(Exercise)
Please reproduce the records below word for word, leaving out the pictures.

(Provided records)
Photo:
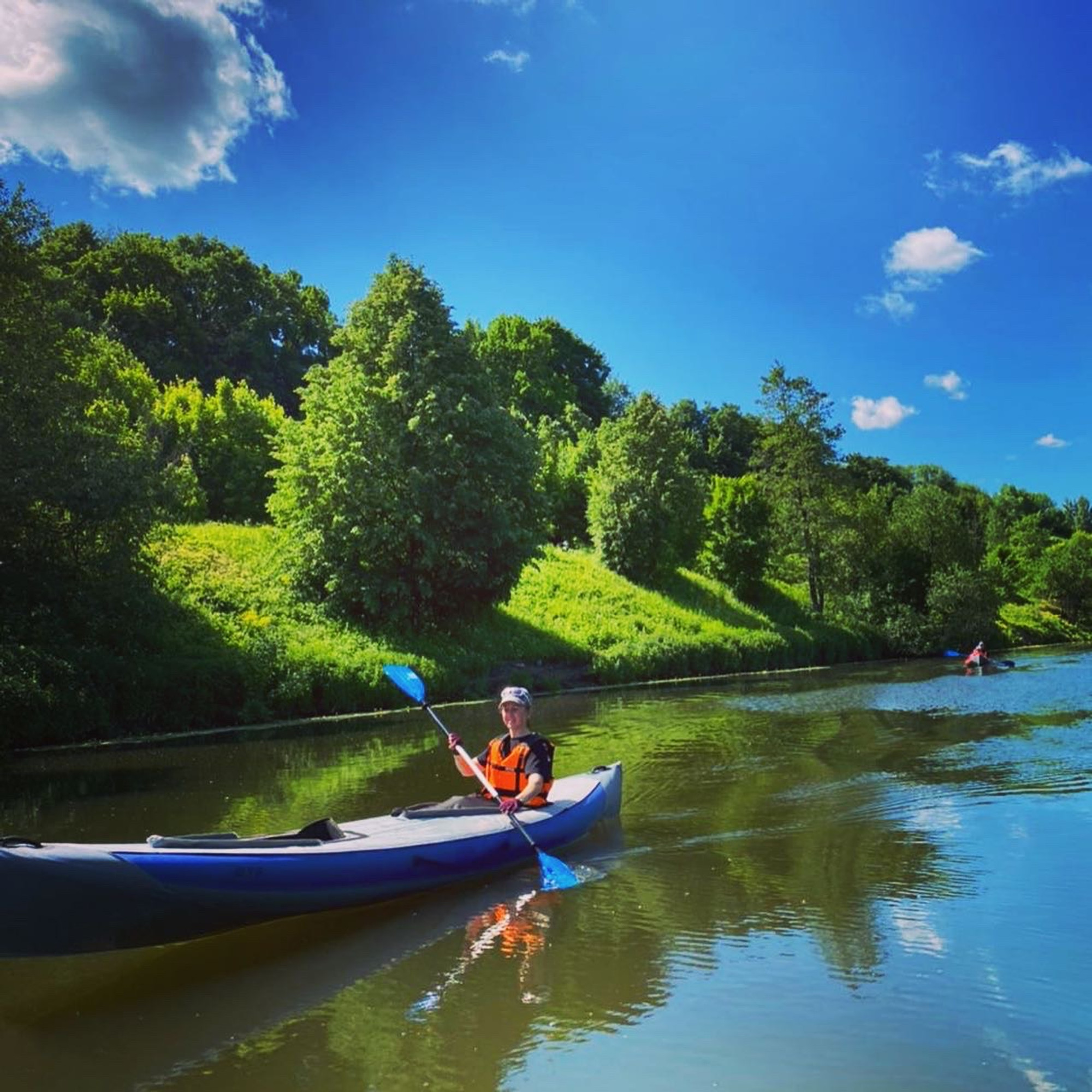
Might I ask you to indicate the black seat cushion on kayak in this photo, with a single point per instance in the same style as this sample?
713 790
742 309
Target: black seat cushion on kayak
188 842
314 834
325 830
438 812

(The answer)
Photo:
Might I ask you to indicate the black seat cushion on kayak in this photo, with a single point per instance in the same style as this sample?
713 790
742 309
Target: black seat cushion on kayak
188 842
314 834
325 830
438 812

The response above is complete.